§ Task item: Copy every row below word for word, changing nothing.

§ Data under study:
..........

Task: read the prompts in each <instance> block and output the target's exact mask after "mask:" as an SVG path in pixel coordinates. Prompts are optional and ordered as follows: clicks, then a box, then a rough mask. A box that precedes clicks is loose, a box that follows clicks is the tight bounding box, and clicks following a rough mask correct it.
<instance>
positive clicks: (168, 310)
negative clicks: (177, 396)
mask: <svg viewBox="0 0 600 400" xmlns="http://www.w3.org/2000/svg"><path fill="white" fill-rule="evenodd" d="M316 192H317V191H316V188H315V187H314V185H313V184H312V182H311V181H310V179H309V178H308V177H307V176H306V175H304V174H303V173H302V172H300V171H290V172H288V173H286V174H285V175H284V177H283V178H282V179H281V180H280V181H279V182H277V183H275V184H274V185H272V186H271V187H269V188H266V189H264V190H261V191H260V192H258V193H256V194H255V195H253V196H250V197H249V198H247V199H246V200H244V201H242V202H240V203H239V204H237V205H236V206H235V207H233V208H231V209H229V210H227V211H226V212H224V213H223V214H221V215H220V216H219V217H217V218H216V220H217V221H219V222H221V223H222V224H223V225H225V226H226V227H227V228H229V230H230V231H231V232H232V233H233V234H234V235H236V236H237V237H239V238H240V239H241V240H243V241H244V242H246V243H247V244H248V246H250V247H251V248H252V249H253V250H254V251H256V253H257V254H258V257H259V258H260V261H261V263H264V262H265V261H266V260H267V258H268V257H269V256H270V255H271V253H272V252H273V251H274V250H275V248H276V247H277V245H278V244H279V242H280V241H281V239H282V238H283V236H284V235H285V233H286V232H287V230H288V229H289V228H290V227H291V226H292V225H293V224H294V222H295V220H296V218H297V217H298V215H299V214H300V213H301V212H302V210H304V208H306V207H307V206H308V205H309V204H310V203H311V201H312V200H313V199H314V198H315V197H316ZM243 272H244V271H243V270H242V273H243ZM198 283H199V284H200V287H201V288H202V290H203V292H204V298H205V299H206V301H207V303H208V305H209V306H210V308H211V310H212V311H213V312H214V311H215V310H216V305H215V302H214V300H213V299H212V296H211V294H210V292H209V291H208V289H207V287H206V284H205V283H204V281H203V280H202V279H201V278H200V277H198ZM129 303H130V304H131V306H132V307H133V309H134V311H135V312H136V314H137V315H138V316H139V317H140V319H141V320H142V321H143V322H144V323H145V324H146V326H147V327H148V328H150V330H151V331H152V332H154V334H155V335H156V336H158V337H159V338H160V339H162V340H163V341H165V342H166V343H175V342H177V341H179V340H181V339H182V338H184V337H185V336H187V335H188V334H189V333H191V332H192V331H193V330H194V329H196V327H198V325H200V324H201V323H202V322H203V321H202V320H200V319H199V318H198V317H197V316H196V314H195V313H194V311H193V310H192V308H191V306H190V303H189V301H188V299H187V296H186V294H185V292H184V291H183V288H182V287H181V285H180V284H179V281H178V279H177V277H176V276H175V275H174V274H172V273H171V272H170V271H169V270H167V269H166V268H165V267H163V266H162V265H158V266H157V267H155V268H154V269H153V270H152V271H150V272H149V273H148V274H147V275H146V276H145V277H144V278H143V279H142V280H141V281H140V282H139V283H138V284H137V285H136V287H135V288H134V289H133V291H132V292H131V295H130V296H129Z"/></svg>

..........

§ Exercise response:
Task: read the prompts in each <instance> block and output the target's exact mask after "mask:" as an SVG path in pixel coordinates. Prompts are optional and ordered as follows: clicks, then a box, then a rough mask. A box that precedes clicks is loose, a box that follows clicks is the tight bounding box, and clicks following a rough mask correct it.
<instance>
positive clicks: (168, 310)
negative clicks: (177, 396)
mask: <svg viewBox="0 0 600 400" xmlns="http://www.w3.org/2000/svg"><path fill="white" fill-rule="evenodd" d="M316 192H317V191H316V188H315V187H314V185H313V184H312V182H311V181H310V179H309V178H308V177H307V176H306V175H304V174H303V173H302V172H300V171H290V172H288V173H286V174H285V175H284V177H283V178H282V179H281V180H280V181H279V182H277V183H275V184H274V185H272V186H271V187H269V188H266V189H264V190H261V191H260V192H258V193H256V194H255V195H253V196H250V197H249V198H247V199H246V200H244V201H242V202H240V203H239V204H237V205H236V206H235V207H233V208H231V209H229V210H227V211H226V212H224V213H223V214H221V215H220V216H219V217H217V218H216V220H217V221H219V222H221V223H222V224H223V225H225V226H226V227H227V228H229V230H230V231H231V232H232V233H233V234H234V235H236V236H237V237H239V238H240V239H241V240H243V241H244V242H246V243H247V244H248V246H250V247H251V248H252V249H253V250H254V251H256V253H257V254H258V257H259V258H260V261H261V263H264V262H265V261H266V260H267V258H268V257H269V256H270V255H271V253H272V252H273V251H274V250H275V248H276V247H277V245H278V244H279V242H280V241H281V239H282V238H283V236H284V235H285V233H286V232H287V230H288V229H289V228H290V227H291V226H292V225H293V224H294V222H295V220H296V218H297V217H298V215H299V214H300V213H301V212H302V210H304V208H306V207H307V206H308V205H309V204H310V203H311V201H312V200H313V199H314V198H315V197H316ZM243 272H244V271H243V270H242V273H243ZM198 283H199V284H200V287H201V288H202V290H203V292H204V298H205V299H206V301H207V303H208V305H209V306H210V308H211V310H212V311H213V312H214V311H215V310H216V305H215V302H214V300H213V299H212V296H211V294H210V292H209V291H208V289H207V287H206V284H205V283H204V281H203V280H202V279H201V278H200V277H198ZM129 303H130V304H131V306H132V307H133V309H134V311H135V312H136V314H137V315H138V316H139V317H140V319H141V320H142V321H143V322H144V323H145V324H146V326H147V327H148V328H150V330H151V331H152V332H154V334H155V335H156V336H158V337H159V338H160V339H162V340H163V341H165V342H166V343H175V342H177V341H179V340H181V339H182V338H184V337H185V336H187V335H188V334H189V333H191V332H192V331H193V330H194V329H196V327H198V325H200V324H201V323H202V322H203V321H202V320H200V319H199V318H198V317H197V316H196V314H195V313H194V311H193V310H192V308H191V306H190V303H189V301H188V299H187V296H186V294H185V292H184V291H183V288H182V287H181V285H180V284H179V281H178V279H177V277H176V276H175V275H174V274H172V273H171V272H170V271H169V270H167V269H166V268H165V267H163V266H162V265H158V266H157V267H155V268H154V269H153V270H152V271H150V272H149V273H148V274H147V275H146V276H145V277H144V278H143V279H142V280H141V281H140V282H139V283H138V284H137V285H136V287H135V288H134V289H133V291H132V292H131V295H130V296H129Z"/></svg>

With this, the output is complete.